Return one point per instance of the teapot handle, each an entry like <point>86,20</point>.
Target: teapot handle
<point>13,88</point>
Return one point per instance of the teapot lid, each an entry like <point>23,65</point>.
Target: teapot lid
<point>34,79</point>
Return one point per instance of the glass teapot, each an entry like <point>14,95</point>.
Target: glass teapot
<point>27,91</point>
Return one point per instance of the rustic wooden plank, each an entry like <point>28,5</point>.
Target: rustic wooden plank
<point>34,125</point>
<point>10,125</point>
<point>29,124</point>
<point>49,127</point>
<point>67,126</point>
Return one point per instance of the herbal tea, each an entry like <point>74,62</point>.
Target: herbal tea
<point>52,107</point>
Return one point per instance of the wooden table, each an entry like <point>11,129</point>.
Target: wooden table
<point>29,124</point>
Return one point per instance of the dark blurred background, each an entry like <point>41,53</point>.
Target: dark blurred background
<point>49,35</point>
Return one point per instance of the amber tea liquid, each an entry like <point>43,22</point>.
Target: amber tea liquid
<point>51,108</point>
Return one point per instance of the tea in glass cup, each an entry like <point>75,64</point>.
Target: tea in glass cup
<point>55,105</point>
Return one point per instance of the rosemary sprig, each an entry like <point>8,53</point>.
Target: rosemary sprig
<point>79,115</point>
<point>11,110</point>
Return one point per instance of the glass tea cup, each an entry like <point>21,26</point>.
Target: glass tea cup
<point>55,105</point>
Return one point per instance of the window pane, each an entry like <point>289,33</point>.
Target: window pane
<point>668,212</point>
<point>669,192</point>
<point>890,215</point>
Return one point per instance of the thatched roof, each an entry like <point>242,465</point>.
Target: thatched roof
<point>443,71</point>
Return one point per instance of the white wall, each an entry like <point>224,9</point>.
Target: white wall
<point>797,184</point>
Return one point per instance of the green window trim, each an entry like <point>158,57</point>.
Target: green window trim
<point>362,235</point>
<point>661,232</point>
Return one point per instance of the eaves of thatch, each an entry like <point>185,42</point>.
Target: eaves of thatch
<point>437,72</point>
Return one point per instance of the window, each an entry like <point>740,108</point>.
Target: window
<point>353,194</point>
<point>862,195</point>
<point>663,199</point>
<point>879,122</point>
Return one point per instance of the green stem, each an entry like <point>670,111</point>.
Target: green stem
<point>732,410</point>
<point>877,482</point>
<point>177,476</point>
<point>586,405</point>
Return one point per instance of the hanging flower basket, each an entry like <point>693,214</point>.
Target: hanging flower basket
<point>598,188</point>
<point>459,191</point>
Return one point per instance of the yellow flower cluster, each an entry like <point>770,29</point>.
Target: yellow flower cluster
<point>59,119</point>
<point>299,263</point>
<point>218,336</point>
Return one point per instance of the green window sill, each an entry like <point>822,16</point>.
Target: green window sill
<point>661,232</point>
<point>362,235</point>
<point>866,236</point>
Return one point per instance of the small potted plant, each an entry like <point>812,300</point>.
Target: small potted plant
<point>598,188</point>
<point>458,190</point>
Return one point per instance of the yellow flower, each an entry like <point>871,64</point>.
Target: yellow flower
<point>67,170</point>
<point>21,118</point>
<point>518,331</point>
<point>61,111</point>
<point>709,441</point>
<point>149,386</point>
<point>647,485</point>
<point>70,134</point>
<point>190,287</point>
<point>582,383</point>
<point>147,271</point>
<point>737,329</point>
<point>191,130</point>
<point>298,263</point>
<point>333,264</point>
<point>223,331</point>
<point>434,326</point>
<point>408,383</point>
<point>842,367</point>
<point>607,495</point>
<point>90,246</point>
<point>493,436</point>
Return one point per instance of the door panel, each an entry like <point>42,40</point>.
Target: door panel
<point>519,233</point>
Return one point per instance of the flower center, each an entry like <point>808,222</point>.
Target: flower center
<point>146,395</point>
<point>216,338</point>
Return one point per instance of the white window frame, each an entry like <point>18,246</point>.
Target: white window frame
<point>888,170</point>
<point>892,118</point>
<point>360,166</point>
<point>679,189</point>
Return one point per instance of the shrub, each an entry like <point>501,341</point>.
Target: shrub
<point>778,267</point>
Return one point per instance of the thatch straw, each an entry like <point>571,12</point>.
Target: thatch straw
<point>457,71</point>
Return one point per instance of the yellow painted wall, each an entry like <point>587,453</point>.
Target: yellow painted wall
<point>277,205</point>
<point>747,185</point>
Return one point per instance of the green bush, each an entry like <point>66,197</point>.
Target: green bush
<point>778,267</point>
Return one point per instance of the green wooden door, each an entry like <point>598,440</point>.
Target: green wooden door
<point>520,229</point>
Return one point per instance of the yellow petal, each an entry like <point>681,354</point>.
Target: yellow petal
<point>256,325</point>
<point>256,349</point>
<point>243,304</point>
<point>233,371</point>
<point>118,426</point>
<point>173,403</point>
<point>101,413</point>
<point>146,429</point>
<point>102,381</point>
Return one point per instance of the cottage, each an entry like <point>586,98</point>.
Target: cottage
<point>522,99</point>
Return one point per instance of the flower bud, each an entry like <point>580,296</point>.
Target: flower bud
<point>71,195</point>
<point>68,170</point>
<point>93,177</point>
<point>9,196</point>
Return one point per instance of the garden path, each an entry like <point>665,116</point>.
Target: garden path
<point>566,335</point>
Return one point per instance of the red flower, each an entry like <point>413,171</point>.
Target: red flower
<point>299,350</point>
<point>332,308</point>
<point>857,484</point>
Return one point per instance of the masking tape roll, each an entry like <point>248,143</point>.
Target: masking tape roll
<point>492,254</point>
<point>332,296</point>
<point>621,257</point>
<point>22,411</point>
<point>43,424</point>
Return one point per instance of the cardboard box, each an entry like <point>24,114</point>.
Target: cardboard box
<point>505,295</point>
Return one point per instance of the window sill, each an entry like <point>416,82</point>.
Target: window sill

- - - - - - -

In the data above, find the line with "Return one point per instance of the glass tea cup, each" and the line with "Return one point per instance of the small". Retype both, plus every line between them, exactly.

■ FINISHED EXERCISE
Return one point per instance of the glass tea cup, each an entry like <point>21,26</point>.
Target: glass tea cup
<point>55,105</point>
Return one point per instance of the window pane, each an entry like <point>289,33</point>.
Target: window pane
<point>668,212</point>
<point>669,192</point>
<point>890,215</point>
Return one point per instance of the thatched roof, each an entry like <point>242,465</point>.
Target: thatched roof
<point>443,71</point>
Return one point per instance of the white wall, each an entry like <point>224,9</point>.
Target: white wall
<point>797,184</point>
Return one point per instance of the green window trim, each an entry like <point>158,57</point>.
Target: green window trim
<point>362,235</point>
<point>661,232</point>
Return one point per instance of the eaves of thatch, each an entry like <point>185,42</point>.
Target: eaves of thatch
<point>437,72</point>
Return one point per instance of the window, each an entry like <point>740,108</point>.
Target: window
<point>353,194</point>
<point>862,195</point>
<point>663,199</point>
<point>879,122</point>
Return one point per instance of the green stem, each an entry like <point>670,111</point>.
Target: green stem
<point>732,410</point>
<point>877,482</point>
<point>177,476</point>
<point>586,405</point>
Return one point per instance of the hanging flower basket, each an entry like <point>693,214</point>.
Target: hanging flower basket
<point>598,188</point>
<point>459,191</point>
Return one point per instance of the yellow flower cluster, each an entry like <point>770,29</point>.
Target: yellow flower cluster
<point>59,119</point>
<point>299,263</point>
<point>218,336</point>
Return one point per instance of the green window sill, each an entry like <point>822,16</point>.
Target: green window sill
<point>661,232</point>
<point>362,235</point>
<point>866,236</point>
Return one point per instance of the small potted plant, each an entry like <point>812,300</point>.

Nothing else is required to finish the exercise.